Supplied passage:
Monday, 13 July 2015

Silver Linings

I have recovered; the panting has stopped. When I transferred from the bed to my wheelchair, my cushion curled up underneath my right leg. It happens a lot. To uncurl it I usually do an in-chair lift and either uncurl it myself or ask Katherine to help. Today it seemed to take far more effort than normal, perhaps because the foot pads were not positioned properly on my wheelchair. Nonetheless, it was quite the performance. At the end I said to Katherine, "I've moved fucking fridges with less effort." Then I apologized for swearing. I don't do it all that often, but when I do I want it to count.

While there is all kinds of this stuff under this black cloud of ALS, I am reminded on a regular basis of the silver linings in my life. Many of them are here because of ALS; others have become more apparent because of ALS; some might have happened anyways, but they have happened sooner because of ALS. While I would not recommend this disease as a life enhancement strategy, there are bright moments peeking through those clouds on a regular basis.

Katherine is one example. Without ALS I would never have met her, never have had her sharing these wonderful adventures with me. Sure, I might have met someone else. Sure, I might have had other adventures. I might have taken up with someone really terrible too, if I was healthy, someone who didn't really care about me at all. I'm looking at what I have here, not what might have been. What I have is pretty darn good.

Cheryl is another great example. Here is a woman who would likely not have come into my life were it not for ALS. I have learned so much from her. I count on her compassion and love. Without her in my life, I would not have shared that wonderful adventure in Europe. I would likely not have explored or gone to the new places she found for us. More importantly, I would not have come to know how wonderful she is.

Then there are all my other friends, those who have been with me for years and who have come even closer with the onset of this illness. That closeness might have happened regardless, but it has certainly happened with the struggles of this illness. They, too, are silver linings in my clouded future.

There are lots of other things that can be looked at upside down. The elevator situation forced me into an amazing road adventure. Being forced to sell my boat meant other kinds of travel to places I would likely never have gone were I busy each and every summer on board ship. Being in a wheelchair brings lots of struggle, but it brings good parking too. Getting to eat whatever I want means being fat, but that also means living longer.

There are lots of upsides in my life. They are hard for me to see when I am struggling with getting into my wheelchair. They are difficult to appreciate when I tire so easily. The lustre comes off the silver when I think about my future. What I need to do, what I try so hard to do, is live in the sunshine that peeks through the dark cloud of my life, to live in the bright reflections cast off of those silver linings.

What to do:
- a) Summarize the "Silver Linings" post in two sentences.
- b) In the "Silver Linings" post, what forced the writer into an amazing road adventure?
- c) Translate this sentence from the "Silver Linings" post into Spanish: "Being in a wheelchair brings lots of struggle, but it brings good parking too."

Records supplied:
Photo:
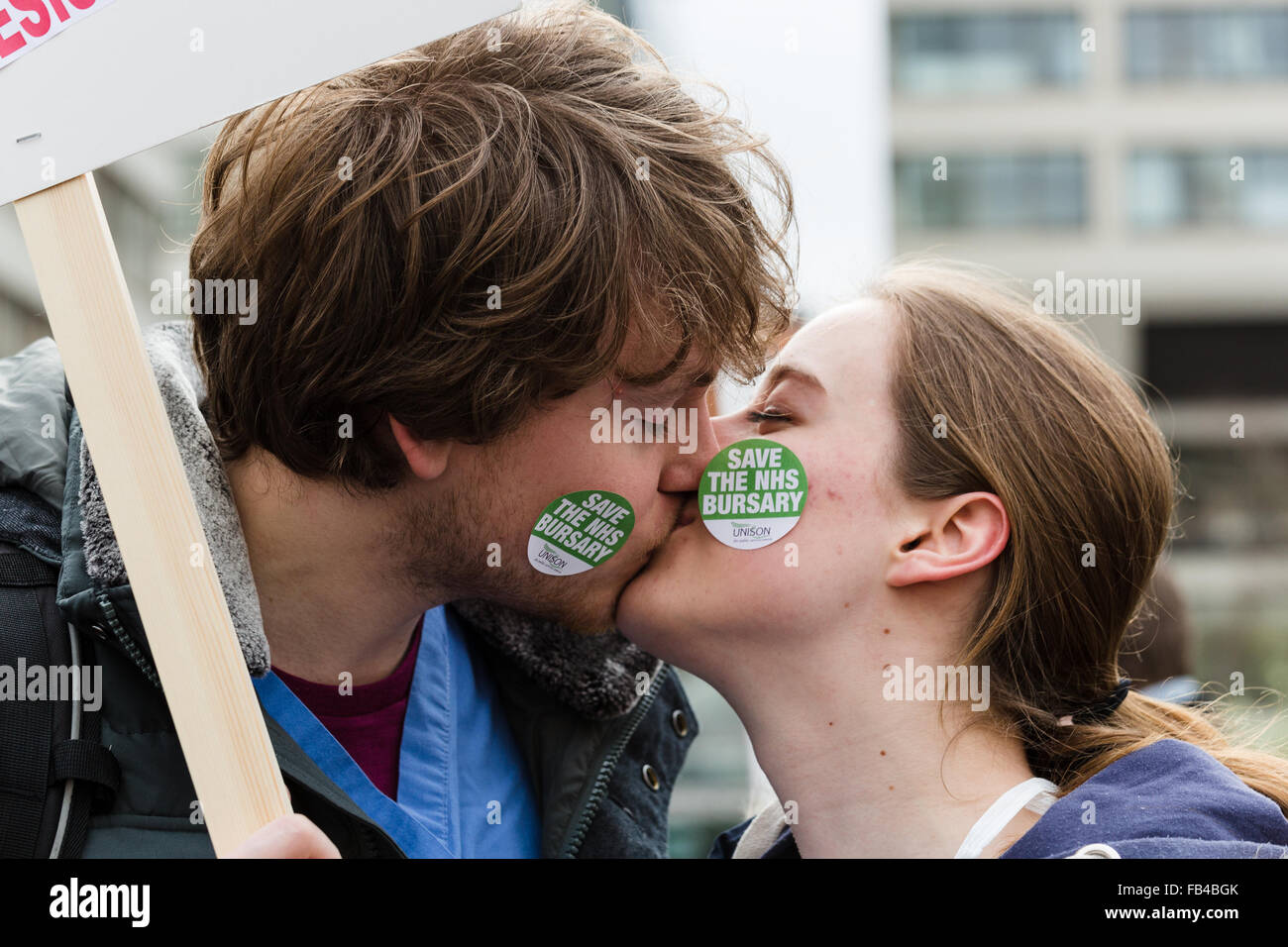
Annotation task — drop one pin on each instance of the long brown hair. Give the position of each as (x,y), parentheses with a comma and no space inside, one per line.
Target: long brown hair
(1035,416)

* * *

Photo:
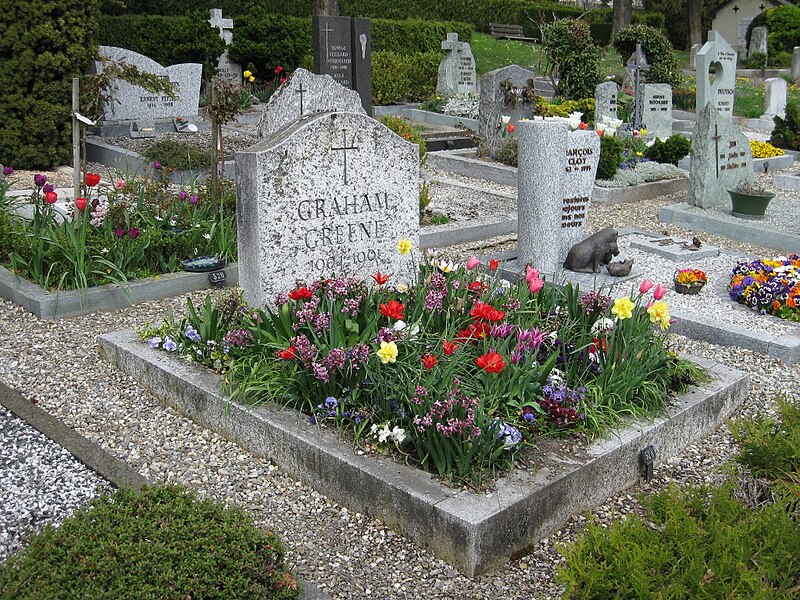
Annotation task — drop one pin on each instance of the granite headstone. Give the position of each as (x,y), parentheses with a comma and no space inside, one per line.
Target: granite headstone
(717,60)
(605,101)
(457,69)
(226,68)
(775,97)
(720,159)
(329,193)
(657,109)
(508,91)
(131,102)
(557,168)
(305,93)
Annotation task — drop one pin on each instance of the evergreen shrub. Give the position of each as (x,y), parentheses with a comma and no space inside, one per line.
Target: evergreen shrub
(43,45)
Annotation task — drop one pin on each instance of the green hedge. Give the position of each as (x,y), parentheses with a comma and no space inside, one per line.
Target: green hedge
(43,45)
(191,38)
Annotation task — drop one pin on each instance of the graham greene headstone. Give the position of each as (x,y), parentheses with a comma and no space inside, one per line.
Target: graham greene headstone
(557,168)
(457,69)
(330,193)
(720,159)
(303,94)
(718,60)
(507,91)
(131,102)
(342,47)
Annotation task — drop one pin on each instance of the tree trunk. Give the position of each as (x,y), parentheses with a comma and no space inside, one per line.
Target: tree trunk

--

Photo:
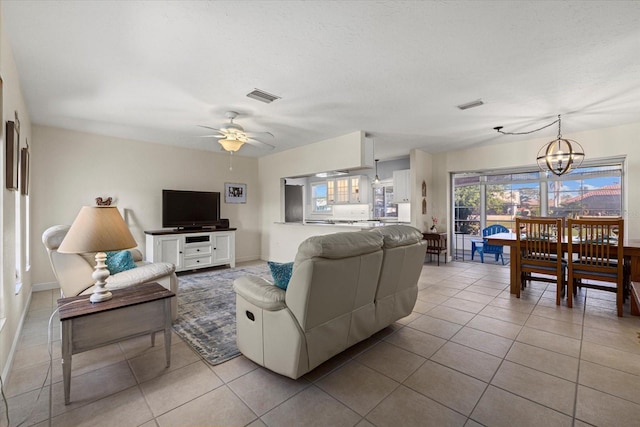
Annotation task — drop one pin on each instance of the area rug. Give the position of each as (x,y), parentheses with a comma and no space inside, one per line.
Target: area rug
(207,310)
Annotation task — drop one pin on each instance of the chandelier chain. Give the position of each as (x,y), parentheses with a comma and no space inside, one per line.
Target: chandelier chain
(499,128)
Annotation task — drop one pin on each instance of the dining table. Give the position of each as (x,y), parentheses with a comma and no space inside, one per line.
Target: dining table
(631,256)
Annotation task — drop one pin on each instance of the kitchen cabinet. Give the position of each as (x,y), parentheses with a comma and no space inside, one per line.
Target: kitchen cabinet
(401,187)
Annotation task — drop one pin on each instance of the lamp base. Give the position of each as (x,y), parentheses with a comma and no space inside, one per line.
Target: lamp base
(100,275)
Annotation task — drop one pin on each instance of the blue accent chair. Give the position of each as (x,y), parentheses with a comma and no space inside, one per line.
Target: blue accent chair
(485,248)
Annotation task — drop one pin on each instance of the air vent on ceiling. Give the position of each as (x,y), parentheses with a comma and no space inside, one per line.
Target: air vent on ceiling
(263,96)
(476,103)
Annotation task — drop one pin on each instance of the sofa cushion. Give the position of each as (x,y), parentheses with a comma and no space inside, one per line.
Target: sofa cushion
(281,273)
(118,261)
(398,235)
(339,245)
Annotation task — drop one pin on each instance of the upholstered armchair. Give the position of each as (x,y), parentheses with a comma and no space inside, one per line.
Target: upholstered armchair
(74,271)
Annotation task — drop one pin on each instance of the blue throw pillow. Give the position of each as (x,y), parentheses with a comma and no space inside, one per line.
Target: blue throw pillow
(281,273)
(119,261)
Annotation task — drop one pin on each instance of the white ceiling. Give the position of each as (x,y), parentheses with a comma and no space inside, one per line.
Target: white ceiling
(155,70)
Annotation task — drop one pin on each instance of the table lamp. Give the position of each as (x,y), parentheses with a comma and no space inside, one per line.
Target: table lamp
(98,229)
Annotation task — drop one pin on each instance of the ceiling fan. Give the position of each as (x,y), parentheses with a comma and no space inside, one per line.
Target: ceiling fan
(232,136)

Exercise answers:
- a) Living with ALS, the writer sees silver linings, including Katherine and Cheryl, who would likely never have come into the writer's life without the illness, and longtime friends who have grown closer. Other hardships, like having to sell a boat and using a wheelchair, have upsides too, and although these are hard to see amid daily struggles, the writer tries to live in the sunshine that peeks through the dark cloud.

- b) The elevator situation.

- c) Estar en silla de ruedas trae muchas dificultades, pero también trae buen estacionamiento.